**WHAT IS REQUIRED**
Scale the pixel coordinates in the items below by 0.2, rounding to whole numbers with halves rounded up. Reproduce every line from the one containing "Target: wood ceiling beam" through the end of the items, including the requests, and leave the pictures out of your answer.

··········

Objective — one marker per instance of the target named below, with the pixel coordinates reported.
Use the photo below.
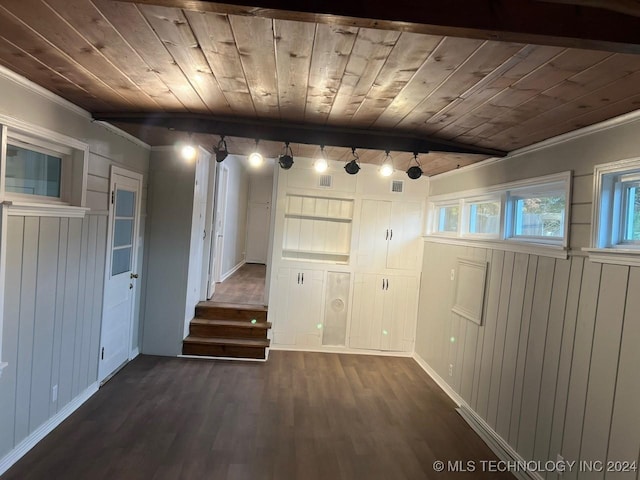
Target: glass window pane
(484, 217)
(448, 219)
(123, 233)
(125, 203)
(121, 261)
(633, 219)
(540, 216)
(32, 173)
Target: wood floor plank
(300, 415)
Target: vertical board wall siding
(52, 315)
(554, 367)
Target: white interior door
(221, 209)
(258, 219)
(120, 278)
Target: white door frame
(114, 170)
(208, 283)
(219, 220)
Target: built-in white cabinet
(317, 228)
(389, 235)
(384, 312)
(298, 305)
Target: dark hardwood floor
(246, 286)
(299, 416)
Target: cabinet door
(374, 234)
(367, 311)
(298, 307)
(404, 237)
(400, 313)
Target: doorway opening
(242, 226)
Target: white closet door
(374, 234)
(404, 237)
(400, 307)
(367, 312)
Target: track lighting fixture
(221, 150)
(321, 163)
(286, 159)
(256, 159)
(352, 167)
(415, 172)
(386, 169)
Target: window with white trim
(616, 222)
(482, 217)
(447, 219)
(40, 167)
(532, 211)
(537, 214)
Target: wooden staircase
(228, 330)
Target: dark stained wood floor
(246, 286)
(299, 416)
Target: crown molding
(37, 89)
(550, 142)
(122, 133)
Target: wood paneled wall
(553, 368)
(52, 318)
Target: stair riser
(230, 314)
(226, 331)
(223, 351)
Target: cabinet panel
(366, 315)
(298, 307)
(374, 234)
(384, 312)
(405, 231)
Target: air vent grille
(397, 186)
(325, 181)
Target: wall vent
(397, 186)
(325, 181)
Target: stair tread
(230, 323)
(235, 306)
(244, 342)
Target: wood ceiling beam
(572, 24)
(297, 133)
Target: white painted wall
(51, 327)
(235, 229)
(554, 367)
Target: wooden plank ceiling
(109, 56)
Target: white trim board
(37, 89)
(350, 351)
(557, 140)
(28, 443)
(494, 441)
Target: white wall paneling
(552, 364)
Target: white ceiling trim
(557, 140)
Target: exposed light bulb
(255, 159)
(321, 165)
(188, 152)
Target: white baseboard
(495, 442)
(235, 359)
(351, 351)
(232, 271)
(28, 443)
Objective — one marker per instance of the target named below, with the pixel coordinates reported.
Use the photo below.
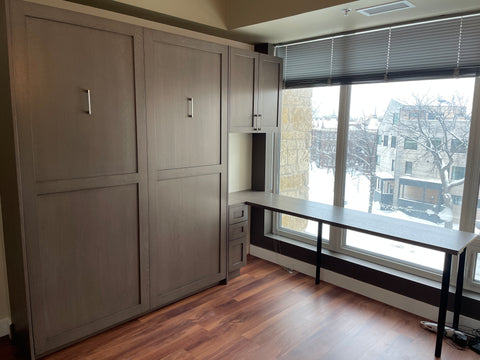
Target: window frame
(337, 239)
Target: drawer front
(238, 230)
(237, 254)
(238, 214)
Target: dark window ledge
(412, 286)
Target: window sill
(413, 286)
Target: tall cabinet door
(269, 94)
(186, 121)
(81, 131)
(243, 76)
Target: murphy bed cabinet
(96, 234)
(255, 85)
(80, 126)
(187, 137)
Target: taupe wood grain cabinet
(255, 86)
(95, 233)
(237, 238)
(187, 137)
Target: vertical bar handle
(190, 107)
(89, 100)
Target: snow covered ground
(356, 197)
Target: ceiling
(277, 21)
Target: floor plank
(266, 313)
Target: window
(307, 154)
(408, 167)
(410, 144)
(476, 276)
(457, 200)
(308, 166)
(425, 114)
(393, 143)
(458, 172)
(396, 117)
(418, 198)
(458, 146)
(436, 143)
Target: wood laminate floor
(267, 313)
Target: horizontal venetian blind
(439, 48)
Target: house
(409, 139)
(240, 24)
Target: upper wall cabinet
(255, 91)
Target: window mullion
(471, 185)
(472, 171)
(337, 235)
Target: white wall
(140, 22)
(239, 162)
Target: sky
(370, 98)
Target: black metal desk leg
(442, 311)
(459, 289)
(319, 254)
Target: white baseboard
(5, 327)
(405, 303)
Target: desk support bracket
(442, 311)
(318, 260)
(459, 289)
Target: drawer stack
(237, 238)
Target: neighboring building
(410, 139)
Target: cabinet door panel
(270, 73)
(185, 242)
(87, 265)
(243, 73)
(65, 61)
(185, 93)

··········

**COMPLETED EXERCISE**
Target: wood ceiling beam
(114, 5)
(59, 27)
Target: white painted wall
(10, 65)
(47, 46)
(111, 73)
Target: wooden plank ceiling
(22, 11)
Target: white trim board
(7, 18)
(70, 70)
(111, 28)
(6, 89)
(99, 88)
Target: white wall paneling
(110, 73)
Target: white ceiling trim
(111, 28)
Target: exposed light bulb
(51, 32)
(64, 33)
(38, 30)
Target: white baseboard
(99, 88)
(47, 72)
(70, 70)
(46, 54)
(6, 89)
Objective — one marker per instance of the target named below, with the pixel coordinates reported.
Use the photo below.
Target: window frame
(67, 48)
Target: drawer front
(48, 46)
(47, 51)
(48, 43)
Target: dark window ledge
(82, 57)
Target: window sill
(83, 57)
Target: tall cabinet door
(54, 19)
(37, 24)
(16, 26)
(49, 15)
Target: murphy bed cabinet
(19, 47)
(51, 17)
(16, 25)
(37, 27)
Target: taupe wood grain cabinet
(51, 17)
(19, 47)
(47, 48)
(37, 27)
Target: vertical bar handle
(38, 21)
(18, 20)
Target: snow covered ground
(71, 39)
Target: ceiling
(55, 4)
Target: floor plank
(53, 63)
Target: window
(61, 31)
(82, 33)
(82, 29)
(95, 55)
(91, 40)
(62, 33)
(85, 23)
(79, 29)
(92, 34)
(79, 23)
(84, 40)
(92, 29)
(87, 29)
Target: wood laminate floor
(53, 63)
Target: horizontal venetian blind
(88, 10)
Target: house
(82, 28)
(48, 5)
Target: upper wall cabinet
(51, 18)
Target: window mullion
(94, 37)
(94, 34)
(67, 47)
Target: white wall
(28, 4)
(48, 32)
Target: sky
(74, 20)
Target: black metal desk leg
(88, 62)
(92, 58)
(64, 51)
Target: white baseboard
(1, 65)
(81, 61)
Target: desk support bracket
(88, 62)
(64, 52)
(92, 58)
Target: drawer stack
(47, 48)
Target: neighboring building
(82, 28)
Target: cabinet door panel
(54, 15)
(37, 48)
(17, 53)
(49, 15)
(13, 12)
(37, 19)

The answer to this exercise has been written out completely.